OBJECTIF A:
D'après le texte ci-dessous sur les plateformes de médias sociaux, répondez à ces questions :
(i) Quels services les jeunes générations préfèrent-elles à Facebook ?
(ii) Depuis quelle année Facebook propose-t-il un droit d'appel ?
(iii) Selon les chiffres de la plateforme, quelle part des contenus supprimés est restaurée après appel ?

┌─ TEXTE FOURNI

On peut imaginer que des grandes plateformes publiques et transnationales soient créées pour prendre la succession de ces grandes plateformes privées. Mais je me fais assez peu d'illusions sur le fait qu'elles ne rencontreraient pas de succès. Les plateformes comme YouTube, Facebook ou Twitter bénéficient de l'effet de réseau, un principe économique qui veut que l’on a intérêt à utiliser un service parce qu'il est utilisé par beaucoup de monde. Si j'utilise Facebook, c'est parce que tous mes amis y sont. Si je vais sur YouTube, c'est parce qu'il y a beaucoup de contenus disponibles. Créer des plateformes publiques respectueuses des données et qui ne seraient pas dans une démarche de ciblage publicitaire est tout à fait envisageable. On peut cependant penser que les internautes préfèreront rester sur les plateformes existantes. A mon avis, la menace pour ces plateformes de médias sociaux vient plutôt du marché et de l'émergence d'autres services qui vont les concurrencer. On le voit aujourd'hui d'ailleurs avec Facebook, qui est beaucoup moins utilisé par les jeunes générations, qui lui préfèrent Snapchat ou TikTok. Ce que nous apprend la courte histoire du Web, c'est que les grandes entreprises qui sont en situation de quasi-monopole peuvent très bien tomber dans l'oubli en quelques années.  

Est-il possible aujourd'hui de parvenir à une modération des contenus efficace, transparente et qui respecte les utilisateurs ? 

C'est envisageable, mais la massification des publications représente un gros problème. Lorsque l’on voit, par minute, le nombre d'heures de vidéos postées sur YouTube, le nombre de contenus publiés sur Facebook ou de messages partagés sur Twitter, on a du mal à imaginer comment une modération uniquement humaine pourrait en venir à bout. C'est pour cela que les plateformes ont opté pour des formes de modération automatisées, avec des algorithmes qui scannent les contenus à la recherche de publications problématiques, d'usage de mots ou d'images interdits. Il me semble difficile d’aller contre ce phénomène d'automatisation. Ces algorithmes créent aussi beaucoup de faux positifs et générent de la censure abusive, ce qui est un autre problème.  

Face à ça, il faut garantir un certain nombre de droits aux usagers, notamment une transparence de la procédure de modération. Si, par exemple, nous sommes l’objet d’une procédure, il faut que nous soyons mis au courant, informé des décisions qui ont été prises et les critères sur lesquelles elles se fondent. Il faut aussi pouvoir bénéficier d'un droit d'appel qui nous permette de demander ou d'exiger que leurs contenus soient à nouveau évalués. Facebook, par exemple, a mis en place un droit d'appel depuis 2018. Les chiffres fournis par la plateforme elle-même montrent qu'il y a quand même une part non négligeable de contenus supprimés qui sont restaurés après appel, de l’ordre de 12 %. Il y a aussi des besoins à ce niveau-là.

└─
┌─ LISTE DES ENREGISTREMENTS

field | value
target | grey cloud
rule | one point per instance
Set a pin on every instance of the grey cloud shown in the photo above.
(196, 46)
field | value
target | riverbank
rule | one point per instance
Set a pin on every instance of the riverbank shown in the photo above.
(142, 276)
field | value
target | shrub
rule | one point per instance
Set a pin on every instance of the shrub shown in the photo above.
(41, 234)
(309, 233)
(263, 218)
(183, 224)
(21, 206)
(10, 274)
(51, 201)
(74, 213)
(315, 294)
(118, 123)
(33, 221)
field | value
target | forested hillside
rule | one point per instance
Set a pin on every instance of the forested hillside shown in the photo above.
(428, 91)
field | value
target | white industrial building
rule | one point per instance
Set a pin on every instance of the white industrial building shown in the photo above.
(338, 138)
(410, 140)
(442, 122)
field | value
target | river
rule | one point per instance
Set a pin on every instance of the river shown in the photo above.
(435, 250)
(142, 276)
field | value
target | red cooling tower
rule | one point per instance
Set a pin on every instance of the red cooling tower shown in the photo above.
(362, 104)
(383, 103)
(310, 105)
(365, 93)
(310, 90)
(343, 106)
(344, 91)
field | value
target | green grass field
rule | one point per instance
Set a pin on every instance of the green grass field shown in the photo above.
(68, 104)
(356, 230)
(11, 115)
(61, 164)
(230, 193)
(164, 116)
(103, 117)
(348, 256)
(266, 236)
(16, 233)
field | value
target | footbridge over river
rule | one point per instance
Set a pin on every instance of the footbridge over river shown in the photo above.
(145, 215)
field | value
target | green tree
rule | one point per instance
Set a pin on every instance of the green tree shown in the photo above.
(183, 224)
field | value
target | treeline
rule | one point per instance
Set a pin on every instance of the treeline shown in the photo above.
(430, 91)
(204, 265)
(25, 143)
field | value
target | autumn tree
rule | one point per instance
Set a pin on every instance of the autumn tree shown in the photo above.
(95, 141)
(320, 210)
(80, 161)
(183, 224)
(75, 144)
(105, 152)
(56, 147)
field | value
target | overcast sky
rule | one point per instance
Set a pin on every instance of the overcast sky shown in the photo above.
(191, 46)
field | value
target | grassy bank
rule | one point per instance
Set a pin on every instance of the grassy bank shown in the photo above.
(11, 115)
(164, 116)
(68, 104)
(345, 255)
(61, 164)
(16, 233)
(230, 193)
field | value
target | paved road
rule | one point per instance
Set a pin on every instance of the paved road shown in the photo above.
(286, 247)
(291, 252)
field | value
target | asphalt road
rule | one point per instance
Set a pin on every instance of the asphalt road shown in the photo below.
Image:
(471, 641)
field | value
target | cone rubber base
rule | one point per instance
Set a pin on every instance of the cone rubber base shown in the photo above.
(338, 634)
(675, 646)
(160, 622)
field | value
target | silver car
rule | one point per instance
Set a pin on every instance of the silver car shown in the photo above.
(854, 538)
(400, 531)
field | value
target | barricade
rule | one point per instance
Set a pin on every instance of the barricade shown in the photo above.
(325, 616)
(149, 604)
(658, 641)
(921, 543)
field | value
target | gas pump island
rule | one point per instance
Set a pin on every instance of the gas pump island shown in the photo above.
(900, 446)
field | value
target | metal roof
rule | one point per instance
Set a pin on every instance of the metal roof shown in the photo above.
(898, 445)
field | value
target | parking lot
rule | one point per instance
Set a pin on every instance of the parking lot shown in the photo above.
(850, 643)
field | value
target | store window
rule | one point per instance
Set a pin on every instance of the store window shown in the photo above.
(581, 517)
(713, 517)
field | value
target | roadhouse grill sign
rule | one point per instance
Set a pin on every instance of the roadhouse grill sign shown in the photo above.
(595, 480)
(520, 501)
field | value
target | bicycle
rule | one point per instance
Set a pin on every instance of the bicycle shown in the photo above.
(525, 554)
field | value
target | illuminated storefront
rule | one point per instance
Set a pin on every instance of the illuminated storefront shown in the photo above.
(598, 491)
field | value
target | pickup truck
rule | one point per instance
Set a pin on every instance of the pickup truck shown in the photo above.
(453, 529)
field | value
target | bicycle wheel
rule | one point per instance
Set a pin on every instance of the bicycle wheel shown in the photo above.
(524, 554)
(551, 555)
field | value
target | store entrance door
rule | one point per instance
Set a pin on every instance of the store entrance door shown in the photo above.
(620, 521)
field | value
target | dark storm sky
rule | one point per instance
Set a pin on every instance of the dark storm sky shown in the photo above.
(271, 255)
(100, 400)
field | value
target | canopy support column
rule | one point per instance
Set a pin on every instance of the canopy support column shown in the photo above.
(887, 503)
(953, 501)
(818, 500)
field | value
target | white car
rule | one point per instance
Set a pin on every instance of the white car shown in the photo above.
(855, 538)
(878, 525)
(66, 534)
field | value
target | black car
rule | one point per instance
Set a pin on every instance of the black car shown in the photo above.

└─

OBJECTIF B: Comptez les lignes des enregistrements qui contiennent la chaîne "roadhouse", en respectant la casse. Donnez uniquement ce nombre.

BONNE RÉPONSE A:
(i) Snapchat ou TikTok.
(ii) Depuis 2018.
(iii) De l'ordre de 12 %.

BONNE RÉPONSE B: 2